Required action: Print, please, the line that contains "Task — pin one marker per instance of the concrete" and each line after it to the end of the entries, unchanged and with nothing else.

···

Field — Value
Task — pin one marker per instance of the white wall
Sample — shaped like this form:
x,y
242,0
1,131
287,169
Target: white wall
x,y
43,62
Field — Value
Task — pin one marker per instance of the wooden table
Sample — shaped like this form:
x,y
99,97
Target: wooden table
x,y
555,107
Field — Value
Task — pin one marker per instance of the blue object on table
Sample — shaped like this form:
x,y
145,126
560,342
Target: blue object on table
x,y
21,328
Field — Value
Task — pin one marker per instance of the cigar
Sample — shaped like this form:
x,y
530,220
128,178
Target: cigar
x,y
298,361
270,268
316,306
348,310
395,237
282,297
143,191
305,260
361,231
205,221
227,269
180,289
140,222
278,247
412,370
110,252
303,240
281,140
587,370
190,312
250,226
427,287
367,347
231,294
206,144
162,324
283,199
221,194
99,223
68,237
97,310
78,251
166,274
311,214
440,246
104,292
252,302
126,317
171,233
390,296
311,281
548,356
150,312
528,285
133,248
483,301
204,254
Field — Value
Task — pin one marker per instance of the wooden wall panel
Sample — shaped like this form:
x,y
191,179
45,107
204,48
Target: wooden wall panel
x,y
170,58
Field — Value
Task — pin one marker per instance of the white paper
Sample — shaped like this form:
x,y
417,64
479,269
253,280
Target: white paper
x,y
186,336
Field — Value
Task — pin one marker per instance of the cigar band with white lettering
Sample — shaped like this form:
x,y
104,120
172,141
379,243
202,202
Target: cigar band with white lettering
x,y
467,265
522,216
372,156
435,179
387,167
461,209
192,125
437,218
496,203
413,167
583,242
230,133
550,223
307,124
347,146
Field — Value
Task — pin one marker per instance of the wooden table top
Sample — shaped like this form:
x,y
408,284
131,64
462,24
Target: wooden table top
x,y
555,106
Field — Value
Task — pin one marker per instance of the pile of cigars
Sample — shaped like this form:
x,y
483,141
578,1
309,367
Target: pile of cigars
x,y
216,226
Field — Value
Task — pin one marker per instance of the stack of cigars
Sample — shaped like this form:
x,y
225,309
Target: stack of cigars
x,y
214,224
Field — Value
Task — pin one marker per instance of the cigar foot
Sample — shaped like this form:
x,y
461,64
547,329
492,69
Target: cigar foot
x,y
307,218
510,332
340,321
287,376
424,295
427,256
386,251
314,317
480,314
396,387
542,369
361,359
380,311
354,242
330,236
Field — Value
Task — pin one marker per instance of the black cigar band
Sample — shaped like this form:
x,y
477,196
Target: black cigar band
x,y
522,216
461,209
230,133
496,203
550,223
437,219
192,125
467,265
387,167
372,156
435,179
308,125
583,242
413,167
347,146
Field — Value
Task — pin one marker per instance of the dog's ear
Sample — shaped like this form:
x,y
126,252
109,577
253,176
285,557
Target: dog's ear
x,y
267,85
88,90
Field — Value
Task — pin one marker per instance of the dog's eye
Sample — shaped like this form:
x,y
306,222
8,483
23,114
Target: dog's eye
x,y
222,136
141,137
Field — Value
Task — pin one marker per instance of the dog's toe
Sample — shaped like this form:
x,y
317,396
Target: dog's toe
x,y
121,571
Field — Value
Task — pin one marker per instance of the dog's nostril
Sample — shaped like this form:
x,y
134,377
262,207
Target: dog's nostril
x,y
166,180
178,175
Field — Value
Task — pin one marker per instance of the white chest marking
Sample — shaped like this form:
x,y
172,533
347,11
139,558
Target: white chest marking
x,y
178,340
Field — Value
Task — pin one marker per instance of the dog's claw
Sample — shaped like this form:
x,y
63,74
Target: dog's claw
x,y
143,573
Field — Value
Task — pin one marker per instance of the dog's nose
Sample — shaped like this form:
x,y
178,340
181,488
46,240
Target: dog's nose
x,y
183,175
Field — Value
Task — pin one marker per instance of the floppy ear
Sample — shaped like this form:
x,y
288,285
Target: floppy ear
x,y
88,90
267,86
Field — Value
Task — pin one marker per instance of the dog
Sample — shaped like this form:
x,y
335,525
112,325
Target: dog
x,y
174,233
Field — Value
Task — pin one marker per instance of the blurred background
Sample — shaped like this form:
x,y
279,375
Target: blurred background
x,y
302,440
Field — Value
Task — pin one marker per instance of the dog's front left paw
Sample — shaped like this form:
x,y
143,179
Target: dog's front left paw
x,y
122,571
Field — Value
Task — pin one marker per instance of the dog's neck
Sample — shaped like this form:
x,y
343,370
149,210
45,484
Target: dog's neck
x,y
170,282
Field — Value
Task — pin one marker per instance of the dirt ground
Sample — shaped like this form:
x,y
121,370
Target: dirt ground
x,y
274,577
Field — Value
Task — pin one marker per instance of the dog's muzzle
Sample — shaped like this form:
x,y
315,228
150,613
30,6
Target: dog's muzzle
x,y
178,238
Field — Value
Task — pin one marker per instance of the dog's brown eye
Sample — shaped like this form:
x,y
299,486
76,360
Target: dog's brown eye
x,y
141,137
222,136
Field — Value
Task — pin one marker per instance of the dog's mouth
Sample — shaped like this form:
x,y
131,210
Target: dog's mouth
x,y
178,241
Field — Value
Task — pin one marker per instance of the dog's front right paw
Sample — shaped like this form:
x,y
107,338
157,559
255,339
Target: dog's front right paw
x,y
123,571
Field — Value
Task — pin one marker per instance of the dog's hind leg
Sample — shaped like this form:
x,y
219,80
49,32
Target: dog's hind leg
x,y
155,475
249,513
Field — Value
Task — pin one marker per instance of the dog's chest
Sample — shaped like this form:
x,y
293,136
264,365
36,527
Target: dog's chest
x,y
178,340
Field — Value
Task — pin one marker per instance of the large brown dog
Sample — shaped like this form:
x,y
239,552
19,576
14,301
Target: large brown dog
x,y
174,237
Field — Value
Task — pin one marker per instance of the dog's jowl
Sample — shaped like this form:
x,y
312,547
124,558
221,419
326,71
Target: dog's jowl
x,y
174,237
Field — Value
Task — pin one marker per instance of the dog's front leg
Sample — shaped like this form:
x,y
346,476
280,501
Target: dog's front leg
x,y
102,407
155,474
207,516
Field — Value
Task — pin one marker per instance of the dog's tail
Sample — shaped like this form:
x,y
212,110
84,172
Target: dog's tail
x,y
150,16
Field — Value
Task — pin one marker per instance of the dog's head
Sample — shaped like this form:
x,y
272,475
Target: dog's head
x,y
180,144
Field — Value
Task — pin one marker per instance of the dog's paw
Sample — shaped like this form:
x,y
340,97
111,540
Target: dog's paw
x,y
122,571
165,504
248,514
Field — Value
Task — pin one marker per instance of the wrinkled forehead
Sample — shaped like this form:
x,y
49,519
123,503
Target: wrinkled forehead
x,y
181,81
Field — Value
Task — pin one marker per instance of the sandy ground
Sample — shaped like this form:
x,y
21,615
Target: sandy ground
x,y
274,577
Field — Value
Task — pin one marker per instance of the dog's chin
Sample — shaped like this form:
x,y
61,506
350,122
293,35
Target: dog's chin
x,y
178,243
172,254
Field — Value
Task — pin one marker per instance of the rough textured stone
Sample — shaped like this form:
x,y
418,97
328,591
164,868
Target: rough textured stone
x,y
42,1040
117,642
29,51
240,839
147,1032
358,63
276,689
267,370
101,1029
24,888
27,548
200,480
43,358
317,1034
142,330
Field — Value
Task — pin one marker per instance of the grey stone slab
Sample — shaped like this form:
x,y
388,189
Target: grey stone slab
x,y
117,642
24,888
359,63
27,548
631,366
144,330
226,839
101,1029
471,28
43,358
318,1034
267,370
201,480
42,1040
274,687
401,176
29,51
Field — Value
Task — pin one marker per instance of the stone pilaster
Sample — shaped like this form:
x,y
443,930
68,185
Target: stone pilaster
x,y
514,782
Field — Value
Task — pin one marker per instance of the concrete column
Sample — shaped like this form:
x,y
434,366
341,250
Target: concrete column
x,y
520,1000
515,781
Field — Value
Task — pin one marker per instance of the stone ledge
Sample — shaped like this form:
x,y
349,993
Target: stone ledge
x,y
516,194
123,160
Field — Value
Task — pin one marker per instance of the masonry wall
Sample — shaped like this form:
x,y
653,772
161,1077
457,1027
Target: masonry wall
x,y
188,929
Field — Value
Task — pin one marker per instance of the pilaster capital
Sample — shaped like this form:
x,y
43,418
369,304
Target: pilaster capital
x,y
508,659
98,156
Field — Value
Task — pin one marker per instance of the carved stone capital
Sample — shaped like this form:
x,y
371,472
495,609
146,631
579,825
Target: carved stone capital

···

Exercise output:
Task — pin one marker per instance of the concrete column
Sample — shaped like this form:
x,y
434,366
341,250
Target: concrete column
x,y
520,1000
515,781
Field — Value
Task — pin one marker per instance of the stone ledge
Sample — shaped like this form:
x,y
349,993
Target: stone ledge
x,y
516,194
123,160
Field — Value
Task — pin one marker per instance of the masonry wall
Sample — shaped like this form:
x,y
653,772
161,1077
457,1027
Target: masonry wall
x,y
188,929
Field — Value
Task — pin one marker per instance of the pilaster capital
Sample — shaped like this form:
x,y
43,418
369,304
Target: pilaster capital
x,y
508,659
98,156
Field — Value
Task — pin one marker per instance of the carved stone capital
Sample — shaped like this form:
x,y
371,472
495,609
146,631
579,825
Target: carved stone capital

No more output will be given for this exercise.